=== Section Start ===

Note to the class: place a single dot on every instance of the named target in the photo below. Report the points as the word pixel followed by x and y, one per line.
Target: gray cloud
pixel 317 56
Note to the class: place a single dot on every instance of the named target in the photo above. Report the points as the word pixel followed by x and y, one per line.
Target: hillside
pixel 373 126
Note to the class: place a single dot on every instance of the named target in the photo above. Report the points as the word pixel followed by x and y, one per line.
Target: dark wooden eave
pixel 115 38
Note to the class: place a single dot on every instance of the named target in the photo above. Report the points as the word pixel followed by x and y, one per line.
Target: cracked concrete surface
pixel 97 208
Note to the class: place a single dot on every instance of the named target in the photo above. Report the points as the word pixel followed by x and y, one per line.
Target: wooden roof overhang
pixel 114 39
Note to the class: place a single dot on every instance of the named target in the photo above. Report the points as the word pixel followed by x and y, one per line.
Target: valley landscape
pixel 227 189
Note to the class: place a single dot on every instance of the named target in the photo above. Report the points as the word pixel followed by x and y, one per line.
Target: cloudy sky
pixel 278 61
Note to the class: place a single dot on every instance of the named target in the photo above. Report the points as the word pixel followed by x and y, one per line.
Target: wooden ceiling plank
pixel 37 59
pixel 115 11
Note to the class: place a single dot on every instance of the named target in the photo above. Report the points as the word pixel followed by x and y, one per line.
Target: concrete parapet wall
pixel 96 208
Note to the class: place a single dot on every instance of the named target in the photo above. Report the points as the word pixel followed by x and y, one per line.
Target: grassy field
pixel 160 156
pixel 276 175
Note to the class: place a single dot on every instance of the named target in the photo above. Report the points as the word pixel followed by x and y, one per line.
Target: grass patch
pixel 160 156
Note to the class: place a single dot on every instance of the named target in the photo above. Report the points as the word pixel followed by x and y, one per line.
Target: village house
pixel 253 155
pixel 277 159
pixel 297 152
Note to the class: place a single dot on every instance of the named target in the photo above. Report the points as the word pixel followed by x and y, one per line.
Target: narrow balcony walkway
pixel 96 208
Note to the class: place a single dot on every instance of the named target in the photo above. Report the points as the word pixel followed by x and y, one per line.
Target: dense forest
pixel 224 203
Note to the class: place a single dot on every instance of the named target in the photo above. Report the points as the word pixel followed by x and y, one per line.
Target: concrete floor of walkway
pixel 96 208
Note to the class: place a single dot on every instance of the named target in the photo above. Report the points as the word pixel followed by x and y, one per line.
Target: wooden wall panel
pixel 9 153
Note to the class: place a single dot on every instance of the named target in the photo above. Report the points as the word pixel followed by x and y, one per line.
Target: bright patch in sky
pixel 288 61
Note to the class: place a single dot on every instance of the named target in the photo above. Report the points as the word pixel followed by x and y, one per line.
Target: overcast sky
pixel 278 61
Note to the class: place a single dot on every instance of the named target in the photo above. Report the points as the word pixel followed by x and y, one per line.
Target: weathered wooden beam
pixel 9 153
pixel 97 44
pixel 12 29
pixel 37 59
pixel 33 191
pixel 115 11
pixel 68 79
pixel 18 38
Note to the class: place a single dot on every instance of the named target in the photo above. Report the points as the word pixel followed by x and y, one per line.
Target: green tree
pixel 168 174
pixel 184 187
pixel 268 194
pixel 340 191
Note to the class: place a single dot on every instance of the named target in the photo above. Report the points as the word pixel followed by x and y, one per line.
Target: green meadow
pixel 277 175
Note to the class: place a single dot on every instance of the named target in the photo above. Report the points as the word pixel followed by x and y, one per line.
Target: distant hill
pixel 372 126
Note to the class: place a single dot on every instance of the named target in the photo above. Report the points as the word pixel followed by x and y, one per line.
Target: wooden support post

=== Section End ===

--- Task ---
Write out every record shown above, word for word.

--- Answer to the problem ---
Note to the class: place a single dot on every instance of the named target in the photo below. Report the points as the word pixel followed by x and y, one per line.
Target: gray cloud
pixel 317 56
Note to the class: place a single dot on every instance of the named target in the photo above. Report the points as the word pixel followed by x and y, one per line.
Target: hillside
pixel 373 126
Note to the class: place a single dot on every instance of the named target in the photo above. Report the points as the word pixel followed by x and y, one per line.
Target: dark wooden eave
pixel 115 38
Note to the class: place a single dot on every instance of the named target in the photo above. Report the points as the word pixel followed by x and y, one per line.
Target: cracked concrete surface
pixel 97 208
Note to the class: place a single dot on every instance of the named target in the photo above. Report the points as the word pixel followed by x and y, one per line.
Target: wooden roof overhang
pixel 114 39
Note to the class: place a single dot on every instance of the named target in the photo above. Report the points as the word pixel followed by x and y, one per line.
Target: valley landscape
pixel 227 189
Note to the class: place a single dot on every instance of the named target in the photo above. Report the points as the word pixel followed by x and y, one per line.
Target: cloudy sky
pixel 278 61
Note to the class: place a single dot on every instance of the named target in the photo above. Report the points as the word pixel followed by x and y, one per line.
Target: wooden ceiling plank
pixel 37 59
pixel 115 11
Note to the class: place a single dot on every instance of the named target in the photo above. Report the points as the word pixel followed by x and y, one per line.
Target: concrete parapet wall
pixel 96 208
Note to the class: place a single dot on every instance of the named target in the photo above. Report the points as the word pixel followed by x and y, one per line.
Target: grassy field
pixel 160 156
pixel 276 175
Note to the class: place a single dot on every instance of the named target in the photo above. Report the points as the word pixel followed by x and y, one per line.
Target: grass patch
pixel 160 156
Note to the class: place a single dot on every instance of the named target in the photo above. Report the points as the word pixel followed by x and y, one per line.
Target: village house
pixel 253 155
pixel 277 159
pixel 297 152
Note to the class: place a single dot on every instance of the named target in the photo above. Report the points as the word pixel followed by x and y, one per line.
Target: narrow balcony walkway
pixel 96 208
Note to the class: place a single dot on every instance of the named target in the photo above. Report the points as the word pixel followed by x and y, one per line.
Target: dense forest
pixel 224 203
Note to the class: place a single dot on every instance of the named target in the photo above. Report the points as the word pixel followed by x and y, one per line.
Target: concrete floor of walkway
pixel 96 208
Note to the class: place a single dot on every instance of the named target in the photo above. Report the points as the word pixel followed by x and y, one per line.
Target: wooden wall panel
pixel 9 153
Note to the class: place a single dot on every instance of the named target in the photo above. Report the points as the word pixel followed by x and y, one per line.
Target: bright patch in sky
pixel 288 61
Note to the class: place a single dot on every instance of the named target in the photo above. Report the points as the word pixel followed by x and y, one per line.
Target: overcast sky
pixel 278 61
Note to the class: place a single dot on every instance of the named target in the photo above. Report the points as the word pixel followed by x and y, one per line.
Target: weathered wooden beam
pixel 9 153
pixel 97 44
pixel 12 29
pixel 37 59
pixel 33 191
pixel 115 11
pixel 68 79
pixel 18 38
Note to the class: place a single dot on every instance of the named target in the photo above. Report the points as the word pixel followed by x and y, one per line.
Target: green tree
pixel 168 174
pixel 184 187
pixel 268 194
pixel 340 191
Note to the class: place a single dot on every instance of the named target in the photo above. Report the points as the word pixel followed by x and y, one per line.
Target: green meadow
pixel 277 175
Note to the class: place a single dot on every instance of the named target in the photo above. Report the points as the word pixel followed by x and y, one per line.
Target: distant hill
pixel 372 126
Note to the class: place a single dot on every instance of the named target in the photo above. Report the points as the word pixel followed by x and y, one per line.
Target: wooden support post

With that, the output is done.